■ **Written problem**
Copy out exactly every line from the line containing "the bib number" until the records below end, inclusive of both boundary lines.

■ **Data for the task**
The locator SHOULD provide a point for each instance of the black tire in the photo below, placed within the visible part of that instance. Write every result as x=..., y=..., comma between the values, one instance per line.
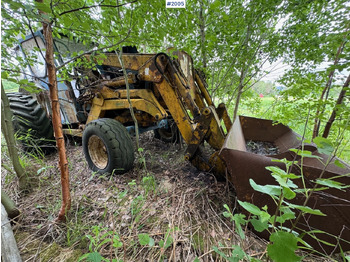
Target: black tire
x=31, y=122
x=108, y=147
x=169, y=134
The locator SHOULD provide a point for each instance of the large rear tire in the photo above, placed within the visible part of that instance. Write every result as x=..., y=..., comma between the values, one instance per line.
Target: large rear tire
x=31, y=123
x=108, y=147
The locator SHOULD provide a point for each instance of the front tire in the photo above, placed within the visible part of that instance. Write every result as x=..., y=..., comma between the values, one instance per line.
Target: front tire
x=30, y=121
x=108, y=147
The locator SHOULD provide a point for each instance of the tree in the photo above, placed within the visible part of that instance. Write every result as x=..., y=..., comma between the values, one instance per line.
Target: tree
x=9, y=134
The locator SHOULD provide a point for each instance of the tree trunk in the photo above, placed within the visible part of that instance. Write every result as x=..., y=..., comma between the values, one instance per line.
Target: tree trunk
x=8, y=132
x=9, y=205
x=56, y=122
x=326, y=89
x=9, y=249
x=335, y=109
x=202, y=33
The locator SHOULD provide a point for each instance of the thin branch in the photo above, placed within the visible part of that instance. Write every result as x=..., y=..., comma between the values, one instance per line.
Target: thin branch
x=20, y=72
x=100, y=49
x=92, y=6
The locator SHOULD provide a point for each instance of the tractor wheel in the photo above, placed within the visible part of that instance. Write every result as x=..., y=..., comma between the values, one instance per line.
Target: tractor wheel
x=108, y=147
x=31, y=122
x=169, y=134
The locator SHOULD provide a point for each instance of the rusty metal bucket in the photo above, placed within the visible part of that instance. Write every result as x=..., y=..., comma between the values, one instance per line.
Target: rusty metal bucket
x=243, y=165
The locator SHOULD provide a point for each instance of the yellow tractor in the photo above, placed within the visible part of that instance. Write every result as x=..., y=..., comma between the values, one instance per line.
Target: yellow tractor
x=168, y=93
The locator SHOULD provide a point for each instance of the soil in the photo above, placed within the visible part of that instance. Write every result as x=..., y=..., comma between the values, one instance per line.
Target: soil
x=164, y=197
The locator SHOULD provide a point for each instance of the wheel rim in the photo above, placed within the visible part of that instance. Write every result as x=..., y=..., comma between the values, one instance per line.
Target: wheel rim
x=98, y=152
x=165, y=133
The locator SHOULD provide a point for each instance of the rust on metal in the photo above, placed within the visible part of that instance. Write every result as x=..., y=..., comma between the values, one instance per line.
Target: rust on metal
x=243, y=166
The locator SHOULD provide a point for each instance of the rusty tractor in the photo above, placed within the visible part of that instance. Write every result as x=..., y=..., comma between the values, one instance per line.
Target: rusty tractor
x=166, y=91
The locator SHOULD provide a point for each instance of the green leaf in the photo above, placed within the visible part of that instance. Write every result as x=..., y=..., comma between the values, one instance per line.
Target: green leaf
x=151, y=242
x=307, y=209
x=258, y=225
x=282, y=247
x=324, y=145
x=339, y=164
x=239, y=220
x=94, y=257
x=4, y=75
x=331, y=183
x=288, y=193
x=304, y=153
x=267, y=189
x=251, y=208
x=144, y=239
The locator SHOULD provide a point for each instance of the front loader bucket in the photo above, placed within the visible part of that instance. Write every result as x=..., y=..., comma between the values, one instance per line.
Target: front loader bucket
x=243, y=166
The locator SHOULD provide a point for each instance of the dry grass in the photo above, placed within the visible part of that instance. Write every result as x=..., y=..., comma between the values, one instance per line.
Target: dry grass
x=185, y=206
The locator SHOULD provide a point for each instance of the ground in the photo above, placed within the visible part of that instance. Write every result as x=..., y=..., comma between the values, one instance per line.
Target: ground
x=162, y=210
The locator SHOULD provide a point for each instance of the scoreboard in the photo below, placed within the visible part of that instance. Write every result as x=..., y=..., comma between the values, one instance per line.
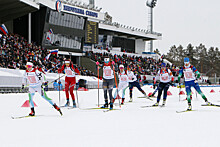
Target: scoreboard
x=91, y=32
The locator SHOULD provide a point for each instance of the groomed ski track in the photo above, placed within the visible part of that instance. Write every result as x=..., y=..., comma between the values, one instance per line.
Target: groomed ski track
x=132, y=126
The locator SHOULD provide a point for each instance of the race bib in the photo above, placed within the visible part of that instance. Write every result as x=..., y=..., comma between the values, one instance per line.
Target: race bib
x=188, y=74
x=32, y=79
x=164, y=78
x=123, y=79
x=107, y=72
x=69, y=72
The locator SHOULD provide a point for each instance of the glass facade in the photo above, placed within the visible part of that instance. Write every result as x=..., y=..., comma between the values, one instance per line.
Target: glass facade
x=67, y=30
x=66, y=20
x=62, y=40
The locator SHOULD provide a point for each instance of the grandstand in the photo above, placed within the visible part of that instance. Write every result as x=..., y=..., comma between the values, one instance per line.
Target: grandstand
x=77, y=30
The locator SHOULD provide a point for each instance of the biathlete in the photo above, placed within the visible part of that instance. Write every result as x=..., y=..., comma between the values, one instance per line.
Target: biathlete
x=108, y=81
x=123, y=83
x=35, y=80
x=132, y=79
x=165, y=76
x=70, y=80
x=189, y=71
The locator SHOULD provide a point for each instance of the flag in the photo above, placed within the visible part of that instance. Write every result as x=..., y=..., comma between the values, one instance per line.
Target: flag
x=47, y=57
x=54, y=51
x=51, y=31
x=3, y=29
x=48, y=37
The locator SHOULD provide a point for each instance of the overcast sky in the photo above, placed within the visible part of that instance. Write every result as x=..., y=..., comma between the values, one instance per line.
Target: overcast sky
x=180, y=21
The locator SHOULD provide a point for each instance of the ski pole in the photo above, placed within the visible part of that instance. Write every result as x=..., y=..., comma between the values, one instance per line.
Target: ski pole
x=54, y=80
x=77, y=97
x=59, y=88
x=116, y=87
x=179, y=91
x=98, y=84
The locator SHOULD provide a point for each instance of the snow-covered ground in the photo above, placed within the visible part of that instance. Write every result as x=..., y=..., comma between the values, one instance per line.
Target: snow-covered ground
x=132, y=126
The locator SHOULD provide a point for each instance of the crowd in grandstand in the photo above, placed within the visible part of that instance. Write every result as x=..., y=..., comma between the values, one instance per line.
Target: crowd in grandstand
x=145, y=66
x=16, y=52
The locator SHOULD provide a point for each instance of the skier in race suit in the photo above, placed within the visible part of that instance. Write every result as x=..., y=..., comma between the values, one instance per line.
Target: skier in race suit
x=166, y=77
x=189, y=71
x=70, y=80
x=108, y=82
x=35, y=80
x=132, y=79
x=123, y=83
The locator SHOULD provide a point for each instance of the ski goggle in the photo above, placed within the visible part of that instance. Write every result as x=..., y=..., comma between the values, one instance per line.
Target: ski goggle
x=186, y=63
x=28, y=66
x=106, y=60
x=67, y=62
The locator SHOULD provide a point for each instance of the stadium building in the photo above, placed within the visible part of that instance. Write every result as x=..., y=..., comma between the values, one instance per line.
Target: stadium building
x=72, y=27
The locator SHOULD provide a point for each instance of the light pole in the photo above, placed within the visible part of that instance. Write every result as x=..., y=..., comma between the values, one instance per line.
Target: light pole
x=151, y=4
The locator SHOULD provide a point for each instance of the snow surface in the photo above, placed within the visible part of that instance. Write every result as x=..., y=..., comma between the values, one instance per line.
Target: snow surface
x=132, y=126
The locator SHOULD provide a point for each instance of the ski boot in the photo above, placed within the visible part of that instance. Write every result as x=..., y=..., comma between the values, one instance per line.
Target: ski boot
x=164, y=102
x=105, y=105
x=189, y=107
x=156, y=104
x=67, y=103
x=209, y=103
x=58, y=109
x=74, y=104
x=111, y=106
x=152, y=95
x=122, y=102
x=32, y=112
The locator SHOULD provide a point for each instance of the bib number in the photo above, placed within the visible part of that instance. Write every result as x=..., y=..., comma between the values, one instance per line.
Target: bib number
x=123, y=79
x=188, y=75
x=107, y=72
x=32, y=79
x=69, y=72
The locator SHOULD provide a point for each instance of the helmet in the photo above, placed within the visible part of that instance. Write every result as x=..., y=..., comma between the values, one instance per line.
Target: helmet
x=186, y=62
x=163, y=64
x=106, y=60
x=29, y=65
x=121, y=66
x=186, y=59
x=67, y=61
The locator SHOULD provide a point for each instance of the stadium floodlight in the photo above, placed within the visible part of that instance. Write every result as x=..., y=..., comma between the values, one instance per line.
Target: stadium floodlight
x=151, y=3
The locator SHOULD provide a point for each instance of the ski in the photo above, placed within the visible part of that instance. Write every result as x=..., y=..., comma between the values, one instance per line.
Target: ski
x=19, y=117
x=211, y=105
x=184, y=111
x=72, y=107
x=108, y=110
x=150, y=106
x=147, y=97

■ **Exercise result**
The locator SHOULD provide a point for each instance of the bib number in the photo above, placed within the visible part of that instance. Write every result as x=..., y=..., comma between the values, one instance per line.
Target: bib number
x=123, y=79
x=188, y=75
x=107, y=72
x=32, y=79
x=69, y=72
The locator SHOULD provide a point for each instance of the helmet in the photo above, placed within the visible part of that instance. Write every result as x=..., y=..., comma between the values, one instance per line.
Target: helmet
x=186, y=62
x=163, y=64
x=106, y=60
x=29, y=65
x=121, y=66
x=186, y=59
x=67, y=61
The locator SHOULD provide a point for each instance of the stadium floodlight in the photo above, placed within the visible part of that instance. Write every result as x=..., y=..., comma between the values, one instance per line.
Target: stadium floodlight
x=151, y=3
The locator SHOULD provide a point for each instance of the ski in the photo above, placed within the visible part of that instance. Write every result as x=..., y=..., comma between the values, one instance per line.
Target: ski
x=19, y=117
x=211, y=105
x=184, y=111
x=72, y=107
x=108, y=110
x=150, y=106
x=147, y=97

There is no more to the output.